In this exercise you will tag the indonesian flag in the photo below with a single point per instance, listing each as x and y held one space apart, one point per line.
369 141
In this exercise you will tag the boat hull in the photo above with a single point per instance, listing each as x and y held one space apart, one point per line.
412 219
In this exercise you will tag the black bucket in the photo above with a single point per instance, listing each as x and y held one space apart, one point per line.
☆ ☆ ☆ ☆
■ TASK PROMPT
Repeating the listing in full, word for word, is the required output.

■ THE ANSWER
In this exercise you will tag the indonesian flag in the photo below with a single point per instance, listing each as x and y held one space apart, one point per line.
369 141
In this exercise you will tag the boat hull in the photo above with a single point per instance, listing each as x and y held one space apart, one point per line.
412 219
In this exercise you will tag the black bucket in the photo above with a single point per instance, listing each as x and y held one space apart, one point per line.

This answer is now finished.